• The exercise
Copy exactly the lines from the one containing "Can you see the tree stump" through the last line of the records below, including both, and leave out any pictures.

• Supplied records
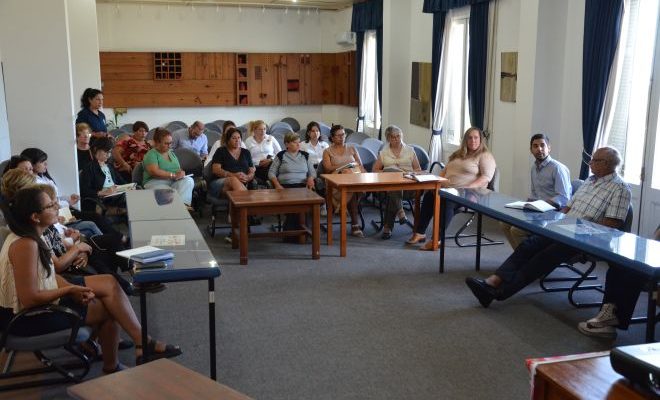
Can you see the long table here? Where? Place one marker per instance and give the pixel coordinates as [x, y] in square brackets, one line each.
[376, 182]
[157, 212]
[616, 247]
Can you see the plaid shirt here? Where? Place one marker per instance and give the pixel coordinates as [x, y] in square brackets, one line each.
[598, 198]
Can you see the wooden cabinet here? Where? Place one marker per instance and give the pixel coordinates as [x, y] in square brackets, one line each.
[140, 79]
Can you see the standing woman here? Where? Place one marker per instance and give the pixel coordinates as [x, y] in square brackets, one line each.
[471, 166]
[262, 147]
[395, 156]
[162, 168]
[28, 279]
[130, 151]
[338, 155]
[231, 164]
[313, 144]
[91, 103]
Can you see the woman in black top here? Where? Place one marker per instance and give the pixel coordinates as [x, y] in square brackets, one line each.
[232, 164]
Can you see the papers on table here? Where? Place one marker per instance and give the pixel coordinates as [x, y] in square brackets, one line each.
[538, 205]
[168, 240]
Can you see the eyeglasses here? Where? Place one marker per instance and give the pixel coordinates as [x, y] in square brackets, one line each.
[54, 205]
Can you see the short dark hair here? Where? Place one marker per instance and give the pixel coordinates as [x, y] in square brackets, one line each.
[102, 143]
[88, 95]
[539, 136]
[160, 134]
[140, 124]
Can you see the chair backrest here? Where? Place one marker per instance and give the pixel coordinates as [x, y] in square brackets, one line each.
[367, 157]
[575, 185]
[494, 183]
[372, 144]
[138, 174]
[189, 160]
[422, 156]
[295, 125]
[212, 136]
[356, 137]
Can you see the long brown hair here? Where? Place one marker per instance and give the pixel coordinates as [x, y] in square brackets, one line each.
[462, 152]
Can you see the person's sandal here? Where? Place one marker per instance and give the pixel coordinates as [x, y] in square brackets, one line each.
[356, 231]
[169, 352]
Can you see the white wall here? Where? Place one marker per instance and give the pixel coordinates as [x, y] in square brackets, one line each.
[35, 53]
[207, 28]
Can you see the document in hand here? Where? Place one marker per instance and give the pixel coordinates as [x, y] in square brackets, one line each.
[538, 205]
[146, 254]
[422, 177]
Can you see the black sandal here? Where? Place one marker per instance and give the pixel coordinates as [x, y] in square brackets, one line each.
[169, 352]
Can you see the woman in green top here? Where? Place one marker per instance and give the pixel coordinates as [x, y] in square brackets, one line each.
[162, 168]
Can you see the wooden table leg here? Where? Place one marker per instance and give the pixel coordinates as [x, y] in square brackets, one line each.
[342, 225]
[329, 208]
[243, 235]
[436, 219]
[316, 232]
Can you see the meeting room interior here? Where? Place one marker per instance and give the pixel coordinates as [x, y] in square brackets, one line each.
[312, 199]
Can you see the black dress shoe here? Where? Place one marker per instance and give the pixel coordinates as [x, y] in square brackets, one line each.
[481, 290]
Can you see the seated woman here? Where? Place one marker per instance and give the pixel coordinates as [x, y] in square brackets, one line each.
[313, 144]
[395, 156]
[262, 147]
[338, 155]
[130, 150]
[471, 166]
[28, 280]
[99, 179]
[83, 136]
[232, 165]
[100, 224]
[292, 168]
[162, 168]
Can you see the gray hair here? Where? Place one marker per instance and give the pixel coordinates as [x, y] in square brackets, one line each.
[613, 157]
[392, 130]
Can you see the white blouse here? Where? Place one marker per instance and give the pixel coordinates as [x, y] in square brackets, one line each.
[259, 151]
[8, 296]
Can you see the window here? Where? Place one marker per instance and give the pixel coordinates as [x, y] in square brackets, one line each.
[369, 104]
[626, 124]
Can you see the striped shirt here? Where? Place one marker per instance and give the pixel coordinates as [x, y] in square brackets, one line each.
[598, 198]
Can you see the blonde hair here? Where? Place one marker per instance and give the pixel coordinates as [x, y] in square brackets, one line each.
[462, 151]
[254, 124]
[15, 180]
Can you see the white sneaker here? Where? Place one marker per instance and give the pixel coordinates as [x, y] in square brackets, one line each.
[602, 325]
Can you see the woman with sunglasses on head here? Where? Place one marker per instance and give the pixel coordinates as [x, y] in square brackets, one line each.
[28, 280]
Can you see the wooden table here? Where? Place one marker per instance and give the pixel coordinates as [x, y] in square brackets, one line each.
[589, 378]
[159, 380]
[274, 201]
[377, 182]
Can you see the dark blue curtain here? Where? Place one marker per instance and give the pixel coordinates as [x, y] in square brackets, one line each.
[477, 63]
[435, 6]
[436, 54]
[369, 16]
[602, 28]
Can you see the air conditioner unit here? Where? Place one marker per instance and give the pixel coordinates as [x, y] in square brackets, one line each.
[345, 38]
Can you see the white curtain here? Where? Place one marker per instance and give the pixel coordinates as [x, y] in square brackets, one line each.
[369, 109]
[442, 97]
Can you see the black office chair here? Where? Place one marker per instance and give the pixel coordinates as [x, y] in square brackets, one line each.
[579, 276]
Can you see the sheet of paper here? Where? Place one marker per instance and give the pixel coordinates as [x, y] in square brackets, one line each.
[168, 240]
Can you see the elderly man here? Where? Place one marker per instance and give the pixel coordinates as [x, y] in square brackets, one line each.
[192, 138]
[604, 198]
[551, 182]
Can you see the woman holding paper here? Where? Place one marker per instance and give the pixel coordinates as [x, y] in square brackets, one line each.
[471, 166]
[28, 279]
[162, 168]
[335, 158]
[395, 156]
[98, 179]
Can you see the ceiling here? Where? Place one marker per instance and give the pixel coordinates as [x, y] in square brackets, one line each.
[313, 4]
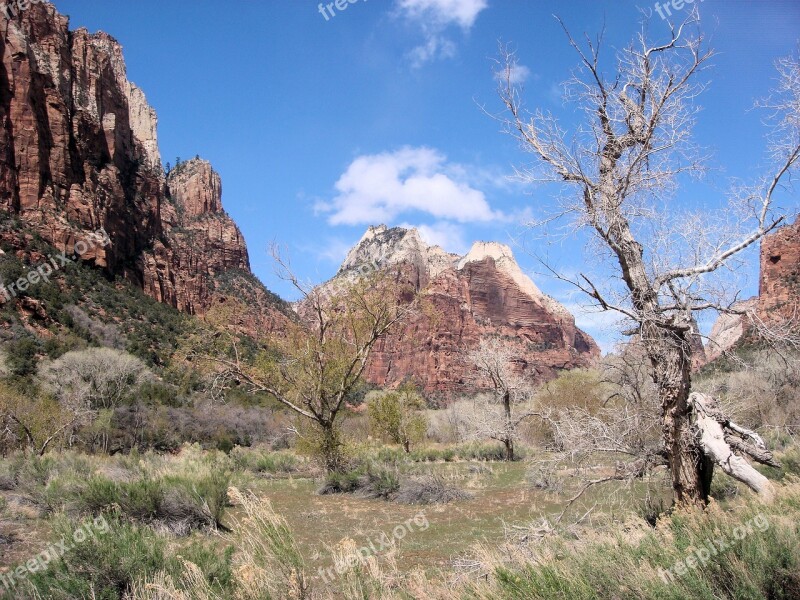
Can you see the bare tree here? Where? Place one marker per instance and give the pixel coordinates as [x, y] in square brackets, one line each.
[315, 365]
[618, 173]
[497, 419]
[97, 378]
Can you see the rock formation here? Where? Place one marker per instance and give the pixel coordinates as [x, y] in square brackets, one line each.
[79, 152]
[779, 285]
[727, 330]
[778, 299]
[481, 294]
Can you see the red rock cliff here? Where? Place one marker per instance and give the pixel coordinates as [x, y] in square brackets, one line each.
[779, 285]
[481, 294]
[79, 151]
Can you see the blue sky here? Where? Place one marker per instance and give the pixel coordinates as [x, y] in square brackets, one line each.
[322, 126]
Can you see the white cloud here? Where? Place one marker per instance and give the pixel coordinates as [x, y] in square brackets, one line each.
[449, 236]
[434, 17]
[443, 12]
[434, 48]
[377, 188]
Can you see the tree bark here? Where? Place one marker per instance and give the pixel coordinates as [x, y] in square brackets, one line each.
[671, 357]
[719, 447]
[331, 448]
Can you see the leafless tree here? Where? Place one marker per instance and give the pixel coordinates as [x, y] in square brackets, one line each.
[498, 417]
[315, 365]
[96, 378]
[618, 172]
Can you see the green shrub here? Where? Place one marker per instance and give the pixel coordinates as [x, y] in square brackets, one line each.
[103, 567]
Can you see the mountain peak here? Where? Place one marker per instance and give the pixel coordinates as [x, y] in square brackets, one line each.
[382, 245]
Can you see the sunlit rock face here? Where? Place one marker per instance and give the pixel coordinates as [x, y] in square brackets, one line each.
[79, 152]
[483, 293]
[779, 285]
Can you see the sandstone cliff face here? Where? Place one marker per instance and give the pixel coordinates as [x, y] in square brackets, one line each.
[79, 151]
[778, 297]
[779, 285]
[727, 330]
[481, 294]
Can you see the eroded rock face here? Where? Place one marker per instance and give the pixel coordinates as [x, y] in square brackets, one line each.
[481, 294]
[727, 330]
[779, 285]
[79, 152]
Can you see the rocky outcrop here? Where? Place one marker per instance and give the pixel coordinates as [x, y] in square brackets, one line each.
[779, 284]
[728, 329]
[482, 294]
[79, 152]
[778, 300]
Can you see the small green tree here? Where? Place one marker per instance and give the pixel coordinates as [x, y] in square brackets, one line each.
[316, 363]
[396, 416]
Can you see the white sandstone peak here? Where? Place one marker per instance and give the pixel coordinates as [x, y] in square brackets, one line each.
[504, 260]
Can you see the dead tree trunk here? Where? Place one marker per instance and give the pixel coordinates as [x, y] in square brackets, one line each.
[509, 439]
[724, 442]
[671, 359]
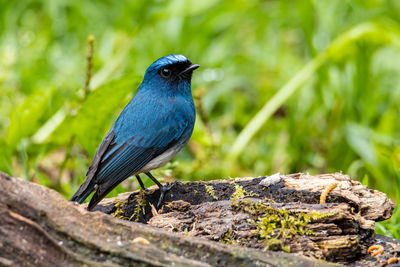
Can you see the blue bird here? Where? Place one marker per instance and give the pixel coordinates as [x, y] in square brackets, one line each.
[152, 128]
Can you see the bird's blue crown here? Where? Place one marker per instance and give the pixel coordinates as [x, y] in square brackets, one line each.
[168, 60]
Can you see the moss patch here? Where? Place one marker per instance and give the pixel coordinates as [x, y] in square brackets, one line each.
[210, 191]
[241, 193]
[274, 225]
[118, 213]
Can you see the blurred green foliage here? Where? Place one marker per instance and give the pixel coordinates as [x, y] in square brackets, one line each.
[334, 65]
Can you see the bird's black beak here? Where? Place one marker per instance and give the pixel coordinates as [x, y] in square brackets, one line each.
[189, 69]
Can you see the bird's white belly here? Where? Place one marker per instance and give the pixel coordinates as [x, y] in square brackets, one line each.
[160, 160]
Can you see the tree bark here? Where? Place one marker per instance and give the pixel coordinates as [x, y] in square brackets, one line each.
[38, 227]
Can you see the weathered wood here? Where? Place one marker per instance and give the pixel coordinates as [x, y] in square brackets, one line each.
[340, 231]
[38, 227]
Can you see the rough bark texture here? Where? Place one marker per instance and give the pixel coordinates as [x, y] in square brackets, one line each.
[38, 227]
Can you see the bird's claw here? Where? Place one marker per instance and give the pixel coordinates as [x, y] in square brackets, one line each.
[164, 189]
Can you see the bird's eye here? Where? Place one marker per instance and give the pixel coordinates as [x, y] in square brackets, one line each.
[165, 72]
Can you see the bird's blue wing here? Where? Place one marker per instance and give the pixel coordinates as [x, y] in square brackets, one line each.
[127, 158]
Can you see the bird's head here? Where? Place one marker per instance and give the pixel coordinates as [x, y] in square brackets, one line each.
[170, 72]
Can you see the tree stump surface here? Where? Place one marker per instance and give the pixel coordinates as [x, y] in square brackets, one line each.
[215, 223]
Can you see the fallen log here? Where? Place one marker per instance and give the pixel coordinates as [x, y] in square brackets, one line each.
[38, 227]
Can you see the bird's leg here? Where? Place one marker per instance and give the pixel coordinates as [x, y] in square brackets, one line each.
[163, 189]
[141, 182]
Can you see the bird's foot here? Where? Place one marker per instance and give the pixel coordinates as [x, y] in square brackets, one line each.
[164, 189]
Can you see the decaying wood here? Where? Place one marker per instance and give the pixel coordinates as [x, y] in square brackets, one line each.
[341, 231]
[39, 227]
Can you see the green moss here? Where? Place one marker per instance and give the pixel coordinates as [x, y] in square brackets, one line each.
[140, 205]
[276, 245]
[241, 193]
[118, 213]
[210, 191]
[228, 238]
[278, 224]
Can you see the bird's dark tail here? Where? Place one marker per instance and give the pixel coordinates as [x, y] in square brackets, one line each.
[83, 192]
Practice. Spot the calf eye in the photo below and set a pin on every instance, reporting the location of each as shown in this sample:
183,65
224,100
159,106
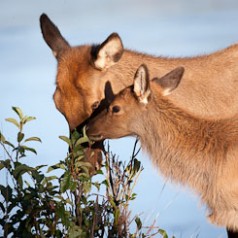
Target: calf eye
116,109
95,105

• Output below
Can you see the tree stump surface here? Where? Place one marker per instance and give the pixel coordinates as [x, y] in square brackets, one line each.
[215, 223]
Can you see the fallen log here? Where? Place one marker per instance and give the pixel coordinates as [x, y] in square brackets, one line each.
[38, 227]
Can you see the bird's leg here? Where? Place one marker per instance and give the pixel coordinates as [x, y] in square brackets, one line each.
[163, 189]
[141, 182]
Can you see the bird's foot here? Where? Place one marker per instance and give the pixel coordinates as [x, y] in square brackets, one line each.
[164, 189]
Can you see the decaying wood here? Where? Place one marker per instance and give the pixel coordinates as [x, y] in square brackets, one line each.
[341, 231]
[39, 227]
Can you see the green moss here? Where? Place one marker per instance and give the pixel coordinates as [x, y] in square brackets, one line each.
[140, 205]
[276, 245]
[241, 193]
[118, 213]
[210, 191]
[228, 238]
[278, 224]
Can you see the bird's dark tail here? Where? Place one marker per instance and give the pixel coordinates as [x, y] in square brackets, one line each.
[83, 192]
Practice. Spot the calf eye in the photo below and set a pin on every instance, reporting the location of each as shown in this sample:
183,65
224,100
159,106
Target: calf eye
116,109
95,105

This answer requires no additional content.